**Exercise**:
Copy out the line containing "light in the photo above." and each line after it, through the last one in the material, exactly as written.

[Part of a data file]

*-*-*

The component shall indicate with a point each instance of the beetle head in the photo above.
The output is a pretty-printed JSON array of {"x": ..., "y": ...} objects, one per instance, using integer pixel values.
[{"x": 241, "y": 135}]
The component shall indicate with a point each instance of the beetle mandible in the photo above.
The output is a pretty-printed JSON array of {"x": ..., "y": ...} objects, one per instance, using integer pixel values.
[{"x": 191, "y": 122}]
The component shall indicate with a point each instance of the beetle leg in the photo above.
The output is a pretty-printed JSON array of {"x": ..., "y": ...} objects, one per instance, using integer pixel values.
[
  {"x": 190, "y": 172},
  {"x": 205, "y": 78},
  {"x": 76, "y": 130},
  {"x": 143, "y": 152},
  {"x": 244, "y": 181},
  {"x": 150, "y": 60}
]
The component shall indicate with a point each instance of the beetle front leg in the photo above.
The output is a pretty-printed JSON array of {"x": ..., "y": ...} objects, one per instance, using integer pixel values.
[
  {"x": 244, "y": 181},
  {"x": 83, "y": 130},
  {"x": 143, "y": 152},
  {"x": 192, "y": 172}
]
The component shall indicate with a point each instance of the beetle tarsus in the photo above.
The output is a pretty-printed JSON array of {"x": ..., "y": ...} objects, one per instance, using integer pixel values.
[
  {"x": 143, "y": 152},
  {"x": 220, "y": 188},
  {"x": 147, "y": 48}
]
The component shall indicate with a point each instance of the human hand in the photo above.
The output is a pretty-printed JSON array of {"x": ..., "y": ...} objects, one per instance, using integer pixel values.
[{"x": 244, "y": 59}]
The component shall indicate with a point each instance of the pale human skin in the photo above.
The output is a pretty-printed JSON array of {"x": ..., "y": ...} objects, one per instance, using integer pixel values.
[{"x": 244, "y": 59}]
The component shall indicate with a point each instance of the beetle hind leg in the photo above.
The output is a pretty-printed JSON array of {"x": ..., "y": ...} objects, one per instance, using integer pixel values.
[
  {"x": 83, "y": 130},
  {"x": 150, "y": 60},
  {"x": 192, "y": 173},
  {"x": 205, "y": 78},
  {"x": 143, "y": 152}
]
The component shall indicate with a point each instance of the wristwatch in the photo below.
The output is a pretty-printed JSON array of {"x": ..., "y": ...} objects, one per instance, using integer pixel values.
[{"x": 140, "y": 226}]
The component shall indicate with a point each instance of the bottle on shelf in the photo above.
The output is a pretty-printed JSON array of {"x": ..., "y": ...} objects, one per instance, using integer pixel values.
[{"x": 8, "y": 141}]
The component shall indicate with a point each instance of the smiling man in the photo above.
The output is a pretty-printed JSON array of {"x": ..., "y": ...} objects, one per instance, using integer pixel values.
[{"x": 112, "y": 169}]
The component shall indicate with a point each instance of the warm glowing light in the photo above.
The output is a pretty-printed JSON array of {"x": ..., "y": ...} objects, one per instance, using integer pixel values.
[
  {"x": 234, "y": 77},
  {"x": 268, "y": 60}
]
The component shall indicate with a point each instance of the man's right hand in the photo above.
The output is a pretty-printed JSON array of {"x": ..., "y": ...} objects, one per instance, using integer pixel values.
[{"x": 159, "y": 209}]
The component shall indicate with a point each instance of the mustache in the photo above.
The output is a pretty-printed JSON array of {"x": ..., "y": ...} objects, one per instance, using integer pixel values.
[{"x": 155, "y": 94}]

*-*-*

**Reply**:
The component shall indicate with a point each instance of the warm glowing light in the photo above.
The output is a pretty-printed JSON array of {"x": ..., "y": ...} objects, one per instance, using integer pixel values.
[
  {"x": 234, "y": 77},
  {"x": 268, "y": 60}
]
The component shall indicate with a point each instance of the man's right hand in the photo above.
The output is a pretty-printed JSON array of {"x": ..., "y": ...} objects, one per instance, using integer pixel values.
[{"x": 159, "y": 209}]
The component shall indicate with a point each instance of the mustache in the photo above.
The output is a pretty-printed JSON array of {"x": ..., "y": ...} objects, one per instance, using integer pixel values.
[{"x": 155, "y": 94}]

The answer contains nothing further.